‘You don’t want easy’: AF Academy Basic Cadet Training begins

  • Published
  • By Ray Bowden
  • U.S. Air Force Academy Strategic Communications

U.S. AIR FORCE ACADEMY, Colo. – “This place is tough, but it’s supposed to be tough.”

U.S. Air Force Academy Superintendent Lt. Gen. Richard Clark said this and more to the scores of young men and women reporting to the base June 23 to begin Basic Cadet Training.

“This place will change your life if you let it,” he said to a group of Academy appointees. “It’s not going to be easy but you don’t want ‘easy,’ right?”

Basic Cadet Training is a six-week program pushing the mental and physical limits of trainees, the first major challenge they face before being recognized as academy cadets.

“Basic training and being a cadet is about pushing yourself to get better and better, improving yourself every single day from the moment you wake up,” Clark said

Bring Your ‘A Game’
Cadets 2nd Class Taylor Britt and Jacob Hannas are members of cadet cadre, junior and senior cadets leading the new appointees through basic training.

“I’m the SMO (squadron medical officer),” Britt said, directing cadets from one checkpoint to another while making sure they’re able to cope with the Colorado altitude.

“Passing out is real popular on the first day,” she said with a laugh. “I remember how nervous I was and I just try to help ease the incoming cadets’ nerves.”  

Britt said she appreciates the opportunity to help new cadets manage their anxiety and expectations.

“This is their first look at the Academy,” she said, looking over the line of vehicles driven by friends and relative transporting the appointees to the Academy. “I like being part of that.”

Hannas said a professional attitude starts in basic training.

“Basic training cadets who do the best work hard, don’t talk negatively about other squadron members or jockey for position,” he said. “The results won’t be immediate, but focusing on being a team player will help them establishing lifelong friendships, based on their behavior during basic training, by the time they become junior and senior cadets.”

#### [Task to complete]
Write the next part of the article on Air Force Academy Basic Cadet Training, picking up after its final paragraph.

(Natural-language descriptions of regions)
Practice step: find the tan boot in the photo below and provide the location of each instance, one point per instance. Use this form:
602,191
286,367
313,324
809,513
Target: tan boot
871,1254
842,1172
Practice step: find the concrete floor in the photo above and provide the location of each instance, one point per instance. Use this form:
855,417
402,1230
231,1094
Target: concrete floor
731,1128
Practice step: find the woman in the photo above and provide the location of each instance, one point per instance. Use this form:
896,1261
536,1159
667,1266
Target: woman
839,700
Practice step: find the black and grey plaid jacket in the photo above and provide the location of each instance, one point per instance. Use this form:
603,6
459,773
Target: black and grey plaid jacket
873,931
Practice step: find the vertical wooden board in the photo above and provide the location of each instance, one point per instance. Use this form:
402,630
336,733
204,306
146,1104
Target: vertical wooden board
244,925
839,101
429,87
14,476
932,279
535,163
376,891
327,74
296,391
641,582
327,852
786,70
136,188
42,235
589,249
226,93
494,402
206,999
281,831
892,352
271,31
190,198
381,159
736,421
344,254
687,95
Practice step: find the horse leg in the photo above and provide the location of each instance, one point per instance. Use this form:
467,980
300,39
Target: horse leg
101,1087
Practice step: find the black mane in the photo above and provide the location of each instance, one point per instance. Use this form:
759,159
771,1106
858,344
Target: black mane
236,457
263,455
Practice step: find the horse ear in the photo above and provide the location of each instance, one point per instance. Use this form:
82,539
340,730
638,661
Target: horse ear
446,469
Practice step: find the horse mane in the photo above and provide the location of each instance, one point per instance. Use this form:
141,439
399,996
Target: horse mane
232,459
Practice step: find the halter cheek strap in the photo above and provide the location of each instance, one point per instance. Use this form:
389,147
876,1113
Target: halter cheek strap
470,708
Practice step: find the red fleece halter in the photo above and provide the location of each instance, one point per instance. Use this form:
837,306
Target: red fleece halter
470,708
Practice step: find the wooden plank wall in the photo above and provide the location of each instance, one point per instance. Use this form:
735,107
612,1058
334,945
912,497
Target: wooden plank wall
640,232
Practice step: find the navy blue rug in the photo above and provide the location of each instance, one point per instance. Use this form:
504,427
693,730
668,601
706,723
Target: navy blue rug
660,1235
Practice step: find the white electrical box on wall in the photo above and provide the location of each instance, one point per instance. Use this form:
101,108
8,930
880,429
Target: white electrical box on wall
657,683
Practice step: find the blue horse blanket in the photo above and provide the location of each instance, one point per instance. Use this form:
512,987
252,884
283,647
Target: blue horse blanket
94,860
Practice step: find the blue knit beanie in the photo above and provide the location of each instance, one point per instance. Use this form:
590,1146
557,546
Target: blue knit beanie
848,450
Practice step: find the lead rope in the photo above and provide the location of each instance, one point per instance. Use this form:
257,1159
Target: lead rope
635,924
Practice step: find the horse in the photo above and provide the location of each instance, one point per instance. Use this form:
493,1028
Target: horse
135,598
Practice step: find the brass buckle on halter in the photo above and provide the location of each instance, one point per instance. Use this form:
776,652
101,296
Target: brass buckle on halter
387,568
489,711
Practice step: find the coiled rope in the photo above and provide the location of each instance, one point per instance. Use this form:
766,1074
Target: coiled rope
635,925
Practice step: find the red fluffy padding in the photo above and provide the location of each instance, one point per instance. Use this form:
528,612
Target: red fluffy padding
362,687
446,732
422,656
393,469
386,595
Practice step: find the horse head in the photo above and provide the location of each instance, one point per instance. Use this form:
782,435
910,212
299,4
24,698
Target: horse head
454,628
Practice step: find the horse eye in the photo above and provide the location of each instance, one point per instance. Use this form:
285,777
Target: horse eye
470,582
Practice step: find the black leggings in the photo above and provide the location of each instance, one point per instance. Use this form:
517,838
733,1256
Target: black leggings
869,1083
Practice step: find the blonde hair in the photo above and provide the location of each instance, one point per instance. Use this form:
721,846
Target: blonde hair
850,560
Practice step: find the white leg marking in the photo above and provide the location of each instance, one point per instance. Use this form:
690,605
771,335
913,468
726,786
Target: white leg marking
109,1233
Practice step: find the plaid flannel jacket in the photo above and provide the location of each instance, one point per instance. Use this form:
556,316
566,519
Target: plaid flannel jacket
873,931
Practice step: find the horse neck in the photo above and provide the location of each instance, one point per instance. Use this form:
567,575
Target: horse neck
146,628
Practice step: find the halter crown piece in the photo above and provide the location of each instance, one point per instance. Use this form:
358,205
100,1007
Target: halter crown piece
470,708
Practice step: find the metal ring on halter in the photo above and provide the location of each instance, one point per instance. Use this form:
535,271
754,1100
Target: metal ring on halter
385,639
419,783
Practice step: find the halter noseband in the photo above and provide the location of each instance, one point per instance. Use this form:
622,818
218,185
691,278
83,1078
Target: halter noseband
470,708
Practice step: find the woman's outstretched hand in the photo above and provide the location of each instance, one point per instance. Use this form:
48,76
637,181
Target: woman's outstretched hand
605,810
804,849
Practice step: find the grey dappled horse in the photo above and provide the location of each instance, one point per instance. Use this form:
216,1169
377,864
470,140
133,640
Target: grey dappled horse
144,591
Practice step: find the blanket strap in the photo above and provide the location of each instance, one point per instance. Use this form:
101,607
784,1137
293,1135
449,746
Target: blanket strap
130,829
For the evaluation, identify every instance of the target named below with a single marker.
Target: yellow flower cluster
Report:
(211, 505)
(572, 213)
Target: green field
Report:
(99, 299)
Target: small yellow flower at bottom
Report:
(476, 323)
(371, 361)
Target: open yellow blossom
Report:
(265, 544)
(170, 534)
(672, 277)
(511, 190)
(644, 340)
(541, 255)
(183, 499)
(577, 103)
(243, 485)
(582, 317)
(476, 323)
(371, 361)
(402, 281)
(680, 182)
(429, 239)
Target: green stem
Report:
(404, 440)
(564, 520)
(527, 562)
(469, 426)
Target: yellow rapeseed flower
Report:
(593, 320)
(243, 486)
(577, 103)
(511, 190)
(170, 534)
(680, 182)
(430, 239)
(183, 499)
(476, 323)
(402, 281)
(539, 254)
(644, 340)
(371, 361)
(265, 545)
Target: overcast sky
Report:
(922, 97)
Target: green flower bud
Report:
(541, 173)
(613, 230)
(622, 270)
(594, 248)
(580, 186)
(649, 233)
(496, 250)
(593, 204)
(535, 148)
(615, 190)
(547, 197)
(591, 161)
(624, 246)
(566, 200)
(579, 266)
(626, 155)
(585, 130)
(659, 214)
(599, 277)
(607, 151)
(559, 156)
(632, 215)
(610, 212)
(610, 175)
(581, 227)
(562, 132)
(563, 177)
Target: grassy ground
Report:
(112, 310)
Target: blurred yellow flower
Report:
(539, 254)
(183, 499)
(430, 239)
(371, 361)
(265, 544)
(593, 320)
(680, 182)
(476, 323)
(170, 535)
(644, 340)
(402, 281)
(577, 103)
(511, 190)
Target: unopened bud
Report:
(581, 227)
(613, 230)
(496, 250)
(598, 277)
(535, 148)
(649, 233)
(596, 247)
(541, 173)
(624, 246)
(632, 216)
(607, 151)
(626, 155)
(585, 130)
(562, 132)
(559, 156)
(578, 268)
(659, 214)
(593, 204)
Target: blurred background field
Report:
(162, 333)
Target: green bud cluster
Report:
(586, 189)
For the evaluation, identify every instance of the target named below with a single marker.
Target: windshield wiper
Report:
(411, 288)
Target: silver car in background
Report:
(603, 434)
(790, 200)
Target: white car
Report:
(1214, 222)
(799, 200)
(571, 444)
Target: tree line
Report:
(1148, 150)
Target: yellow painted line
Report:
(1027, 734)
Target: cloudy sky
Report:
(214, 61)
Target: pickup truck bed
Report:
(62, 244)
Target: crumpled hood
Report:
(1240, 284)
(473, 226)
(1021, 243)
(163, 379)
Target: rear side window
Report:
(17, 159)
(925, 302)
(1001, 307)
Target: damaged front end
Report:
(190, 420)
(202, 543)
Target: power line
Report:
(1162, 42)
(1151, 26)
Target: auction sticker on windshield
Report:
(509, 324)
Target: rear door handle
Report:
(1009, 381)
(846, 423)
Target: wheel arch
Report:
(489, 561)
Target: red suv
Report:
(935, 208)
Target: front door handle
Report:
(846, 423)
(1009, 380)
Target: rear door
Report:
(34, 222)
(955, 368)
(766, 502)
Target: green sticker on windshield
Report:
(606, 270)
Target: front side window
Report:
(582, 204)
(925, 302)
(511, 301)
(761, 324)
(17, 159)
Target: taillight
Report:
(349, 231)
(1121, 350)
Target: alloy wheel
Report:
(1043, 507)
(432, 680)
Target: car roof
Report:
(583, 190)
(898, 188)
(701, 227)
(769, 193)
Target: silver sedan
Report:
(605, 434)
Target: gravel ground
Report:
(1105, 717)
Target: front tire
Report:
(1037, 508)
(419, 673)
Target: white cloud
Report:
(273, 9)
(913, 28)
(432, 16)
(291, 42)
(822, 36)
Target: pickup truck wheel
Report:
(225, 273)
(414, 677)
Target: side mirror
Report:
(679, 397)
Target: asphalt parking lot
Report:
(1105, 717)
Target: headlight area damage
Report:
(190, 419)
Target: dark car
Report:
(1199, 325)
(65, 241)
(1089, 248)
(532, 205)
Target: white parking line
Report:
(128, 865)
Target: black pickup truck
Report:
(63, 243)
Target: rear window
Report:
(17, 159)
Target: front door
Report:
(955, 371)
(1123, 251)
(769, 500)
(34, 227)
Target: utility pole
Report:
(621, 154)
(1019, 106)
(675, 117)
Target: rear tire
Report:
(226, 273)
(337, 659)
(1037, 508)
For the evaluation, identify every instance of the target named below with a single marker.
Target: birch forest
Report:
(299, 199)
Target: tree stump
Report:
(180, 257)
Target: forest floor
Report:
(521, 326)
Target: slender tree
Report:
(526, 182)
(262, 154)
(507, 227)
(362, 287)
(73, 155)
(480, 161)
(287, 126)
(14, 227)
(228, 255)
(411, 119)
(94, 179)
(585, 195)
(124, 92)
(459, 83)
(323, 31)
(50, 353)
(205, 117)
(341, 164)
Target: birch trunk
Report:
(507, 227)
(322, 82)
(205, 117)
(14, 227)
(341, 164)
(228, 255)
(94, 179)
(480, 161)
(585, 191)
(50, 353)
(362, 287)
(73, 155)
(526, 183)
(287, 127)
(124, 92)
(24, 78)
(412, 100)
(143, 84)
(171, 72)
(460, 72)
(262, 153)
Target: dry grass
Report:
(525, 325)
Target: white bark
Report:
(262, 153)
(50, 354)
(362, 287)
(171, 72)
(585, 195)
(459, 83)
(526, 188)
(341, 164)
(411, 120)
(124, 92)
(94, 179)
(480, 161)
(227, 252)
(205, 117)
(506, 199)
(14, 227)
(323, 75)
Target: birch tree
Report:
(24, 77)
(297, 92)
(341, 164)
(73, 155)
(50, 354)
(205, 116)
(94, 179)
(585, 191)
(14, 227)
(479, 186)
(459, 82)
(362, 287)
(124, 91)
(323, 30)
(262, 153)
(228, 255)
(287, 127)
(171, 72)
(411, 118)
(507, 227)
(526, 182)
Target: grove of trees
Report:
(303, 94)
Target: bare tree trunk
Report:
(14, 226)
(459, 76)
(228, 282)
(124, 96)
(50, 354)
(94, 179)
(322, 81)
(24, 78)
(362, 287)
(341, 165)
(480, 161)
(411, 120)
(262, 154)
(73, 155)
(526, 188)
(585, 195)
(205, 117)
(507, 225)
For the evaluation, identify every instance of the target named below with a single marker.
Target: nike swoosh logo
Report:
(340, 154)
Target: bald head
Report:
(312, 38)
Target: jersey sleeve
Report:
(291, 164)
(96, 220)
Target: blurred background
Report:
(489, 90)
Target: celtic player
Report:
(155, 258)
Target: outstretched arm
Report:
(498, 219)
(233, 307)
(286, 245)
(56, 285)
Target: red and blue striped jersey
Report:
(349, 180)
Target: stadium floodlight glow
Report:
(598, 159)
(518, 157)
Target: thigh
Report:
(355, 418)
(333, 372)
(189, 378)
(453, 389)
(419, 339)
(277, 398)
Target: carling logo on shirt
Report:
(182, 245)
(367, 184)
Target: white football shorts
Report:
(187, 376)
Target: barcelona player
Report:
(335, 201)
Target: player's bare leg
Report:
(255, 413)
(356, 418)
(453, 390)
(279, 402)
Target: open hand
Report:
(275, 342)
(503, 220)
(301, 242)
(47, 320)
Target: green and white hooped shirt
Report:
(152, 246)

#### [Task response]
Hannas said his “best advice” to the appointees is “just be quiet and don’t create conflict for yourself or anyone else.”   

Warren Aiden, 20, from Indianapolis, Indiana, and Isabella Roberts, 19, of Miami, Florida, were among the more than 1,000 appointees.

Aiden, a U.S. Air Force Academy Preparatory School graduate, said “he’s ready” to be a cadet.

“I look forward to all this year has to offer and just thank my family for all their support getting me here.”

Roberts makes her way to the Academy after medical issues hampered her first application.

“I’m very excited – just a little out of breath,” she said. “This is the beginning of a new chapter in my life.”

The Academy’s Commandant of Cadets Brig. Gen. Paul Moga, administered the oath of allegiance to the first group of cadets just after 11 a.m.  Swearing or affirming this oath officially assigned the appointees to the cadet wing.

“You’re going to have to work your way through basic training,” he said. “For the next six weeks, you are all members of the cadet wing. This will not be easy. Start coming together as a class, a flight, a squadron. Bring your ‘A game.’ If you can do those things, you’ll be fine.”

Clark was more succinct.

“It’s time to get after it,” he said.